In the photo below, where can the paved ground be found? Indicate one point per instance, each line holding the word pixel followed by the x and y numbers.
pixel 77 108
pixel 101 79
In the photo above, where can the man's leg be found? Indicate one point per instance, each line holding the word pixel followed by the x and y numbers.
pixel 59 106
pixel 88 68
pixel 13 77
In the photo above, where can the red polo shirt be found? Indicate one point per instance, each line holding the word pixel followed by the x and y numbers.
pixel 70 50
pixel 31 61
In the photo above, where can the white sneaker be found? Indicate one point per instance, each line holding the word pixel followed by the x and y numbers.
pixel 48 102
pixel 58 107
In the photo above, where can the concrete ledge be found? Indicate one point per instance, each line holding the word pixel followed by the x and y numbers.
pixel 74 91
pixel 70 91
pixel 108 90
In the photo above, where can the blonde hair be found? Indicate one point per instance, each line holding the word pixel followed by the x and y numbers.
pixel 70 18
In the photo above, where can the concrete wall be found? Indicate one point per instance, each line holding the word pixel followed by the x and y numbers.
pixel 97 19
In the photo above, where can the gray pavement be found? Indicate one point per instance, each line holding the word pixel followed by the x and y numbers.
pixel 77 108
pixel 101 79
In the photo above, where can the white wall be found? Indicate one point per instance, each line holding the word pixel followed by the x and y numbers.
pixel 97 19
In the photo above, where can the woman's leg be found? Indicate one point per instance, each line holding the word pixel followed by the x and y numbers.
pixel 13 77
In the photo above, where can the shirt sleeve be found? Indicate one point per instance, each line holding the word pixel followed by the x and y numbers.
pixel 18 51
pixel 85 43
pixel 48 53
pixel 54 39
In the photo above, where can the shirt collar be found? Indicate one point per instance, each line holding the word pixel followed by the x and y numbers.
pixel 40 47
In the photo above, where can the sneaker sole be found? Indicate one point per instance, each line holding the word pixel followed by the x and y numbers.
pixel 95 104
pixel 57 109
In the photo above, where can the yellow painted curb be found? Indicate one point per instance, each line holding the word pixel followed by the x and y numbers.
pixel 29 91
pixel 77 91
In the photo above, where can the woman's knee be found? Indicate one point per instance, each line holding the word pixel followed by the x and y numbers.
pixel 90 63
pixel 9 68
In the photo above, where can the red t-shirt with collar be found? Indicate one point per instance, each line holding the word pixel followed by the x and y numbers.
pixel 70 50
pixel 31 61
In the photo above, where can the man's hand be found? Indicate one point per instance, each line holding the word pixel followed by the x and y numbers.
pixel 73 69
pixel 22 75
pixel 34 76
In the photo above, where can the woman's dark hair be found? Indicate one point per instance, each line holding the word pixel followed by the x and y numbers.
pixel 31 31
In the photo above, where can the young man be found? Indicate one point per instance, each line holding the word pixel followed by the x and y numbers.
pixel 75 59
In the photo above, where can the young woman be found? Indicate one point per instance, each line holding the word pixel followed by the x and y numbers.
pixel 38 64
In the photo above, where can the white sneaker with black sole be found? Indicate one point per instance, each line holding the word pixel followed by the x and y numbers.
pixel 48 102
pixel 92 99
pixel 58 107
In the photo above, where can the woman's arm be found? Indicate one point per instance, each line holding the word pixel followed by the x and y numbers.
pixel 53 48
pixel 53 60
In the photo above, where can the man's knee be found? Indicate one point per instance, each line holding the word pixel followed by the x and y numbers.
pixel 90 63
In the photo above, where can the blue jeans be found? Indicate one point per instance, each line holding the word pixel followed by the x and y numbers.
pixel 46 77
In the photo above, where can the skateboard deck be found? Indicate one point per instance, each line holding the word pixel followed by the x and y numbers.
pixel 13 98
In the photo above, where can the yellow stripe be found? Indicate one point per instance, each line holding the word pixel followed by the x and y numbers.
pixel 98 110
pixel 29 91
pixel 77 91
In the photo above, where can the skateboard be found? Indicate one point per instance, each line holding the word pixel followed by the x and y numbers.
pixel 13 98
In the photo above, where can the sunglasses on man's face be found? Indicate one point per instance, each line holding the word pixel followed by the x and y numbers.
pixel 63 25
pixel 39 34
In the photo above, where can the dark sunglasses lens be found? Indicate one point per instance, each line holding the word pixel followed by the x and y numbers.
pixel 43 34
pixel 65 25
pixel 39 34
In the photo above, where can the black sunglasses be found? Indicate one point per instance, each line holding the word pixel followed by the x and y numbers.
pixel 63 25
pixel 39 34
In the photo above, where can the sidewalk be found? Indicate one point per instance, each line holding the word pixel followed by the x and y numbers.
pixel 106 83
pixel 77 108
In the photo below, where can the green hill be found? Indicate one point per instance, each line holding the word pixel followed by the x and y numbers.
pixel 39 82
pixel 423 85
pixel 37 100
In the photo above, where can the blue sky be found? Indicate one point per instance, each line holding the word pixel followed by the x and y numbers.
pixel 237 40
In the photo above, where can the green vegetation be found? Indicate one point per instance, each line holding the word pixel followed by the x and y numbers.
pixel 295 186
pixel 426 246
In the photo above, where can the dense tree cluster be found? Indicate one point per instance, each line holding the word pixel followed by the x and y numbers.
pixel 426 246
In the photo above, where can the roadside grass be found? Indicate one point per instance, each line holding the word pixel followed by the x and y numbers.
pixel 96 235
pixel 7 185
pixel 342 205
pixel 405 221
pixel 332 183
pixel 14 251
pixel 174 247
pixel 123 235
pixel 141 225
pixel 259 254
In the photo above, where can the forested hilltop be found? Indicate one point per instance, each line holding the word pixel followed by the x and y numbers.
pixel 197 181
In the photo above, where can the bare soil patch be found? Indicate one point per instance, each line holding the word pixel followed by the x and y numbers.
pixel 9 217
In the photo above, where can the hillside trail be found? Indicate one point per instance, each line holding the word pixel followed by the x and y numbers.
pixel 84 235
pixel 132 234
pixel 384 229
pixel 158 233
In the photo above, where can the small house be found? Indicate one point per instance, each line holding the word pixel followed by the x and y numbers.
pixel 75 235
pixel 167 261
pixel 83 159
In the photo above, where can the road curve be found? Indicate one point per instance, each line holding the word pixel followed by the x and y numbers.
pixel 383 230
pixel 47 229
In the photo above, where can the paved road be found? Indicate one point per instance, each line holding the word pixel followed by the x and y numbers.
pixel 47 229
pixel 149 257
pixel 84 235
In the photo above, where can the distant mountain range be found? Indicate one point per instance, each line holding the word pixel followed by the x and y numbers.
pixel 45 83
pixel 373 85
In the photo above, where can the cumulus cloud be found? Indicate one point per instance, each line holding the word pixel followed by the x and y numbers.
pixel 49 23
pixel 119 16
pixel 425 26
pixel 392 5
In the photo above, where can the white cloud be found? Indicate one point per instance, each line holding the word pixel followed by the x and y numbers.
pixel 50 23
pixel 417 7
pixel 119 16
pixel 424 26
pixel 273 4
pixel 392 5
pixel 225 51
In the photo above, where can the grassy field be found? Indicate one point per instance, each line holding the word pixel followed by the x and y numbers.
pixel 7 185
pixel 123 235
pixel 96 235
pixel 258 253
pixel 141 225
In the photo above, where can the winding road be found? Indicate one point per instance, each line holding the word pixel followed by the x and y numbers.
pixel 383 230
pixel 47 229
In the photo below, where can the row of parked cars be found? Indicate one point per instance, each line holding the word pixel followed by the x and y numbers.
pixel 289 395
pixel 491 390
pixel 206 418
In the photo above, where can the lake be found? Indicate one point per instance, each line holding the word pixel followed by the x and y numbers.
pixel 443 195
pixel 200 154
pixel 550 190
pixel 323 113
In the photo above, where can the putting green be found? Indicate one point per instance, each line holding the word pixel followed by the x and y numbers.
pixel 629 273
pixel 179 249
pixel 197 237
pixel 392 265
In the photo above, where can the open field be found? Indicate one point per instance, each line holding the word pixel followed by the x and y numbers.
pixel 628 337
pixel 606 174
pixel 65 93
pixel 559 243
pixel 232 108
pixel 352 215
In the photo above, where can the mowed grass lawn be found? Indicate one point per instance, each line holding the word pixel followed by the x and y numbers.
----
◆ **What is needed**: Reproduce, word for word, the portion of the items that begins with the line containing "In the photo above, where can the small" and ends with the line containing "pixel 206 418", including both of those lines.

◆ **Answer for this exercise**:
In the photo above, where can the small house be found? Indicate one point per instance, each line holding the word pixel followed by the x and y numbers.
pixel 75 235
pixel 167 261
pixel 83 159
In the photo above, where can the road curve be found? Indicate one point per instance, each line holding the word pixel followed by the x and y numbers.
pixel 383 230
pixel 47 229
In the photo above, where can the paved road be found? Indicate one point per instance, each line holding the word pixel followed by the x and y numbers.
pixel 47 229
pixel 149 257
pixel 84 235
In the photo above, where can the distant mountain range be found? Indicate one point per instance, each line holding the word pixel followed by the x and y numbers.
pixel 45 83
pixel 373 85
In the photo above, where can the cumulus cloud be found? Indicate one point per instance, each line holding the word pixel followed by the x and y numbers.
pixel 49 23
pixel 119 16
pixel 425 26
pixel 392 5
In the photo above, where can the white cloud be found? Indicate one point per instance, each line holding the word pixel followed by the x and y numbers.
pixel 50 23
pixel 417 7
pixel 119 16
pixel 424 26
pixel 273 4
pixel 392 5
pixel 225 51
In the photo above, where can the grassy field be found? Indicate one point per instance, each line holding the word pixel followed by the x and y numbers.
pixel 7 185
pixel 123 235
pixel 96 235
pixel 258 253
pixel 141 225
In the photo above, where can the winding road be found? Indicate one point per instance, each line holding the word pixel followed by the x and y numbers.
pixel 383 230
pixel 47 229
In the photo below, where can the row of parked cars be found? Indicate one point per instance, each line holding the word pixel followed by the x and y numbers.
pixel 289 395
pixel 491 390
pixel 206 418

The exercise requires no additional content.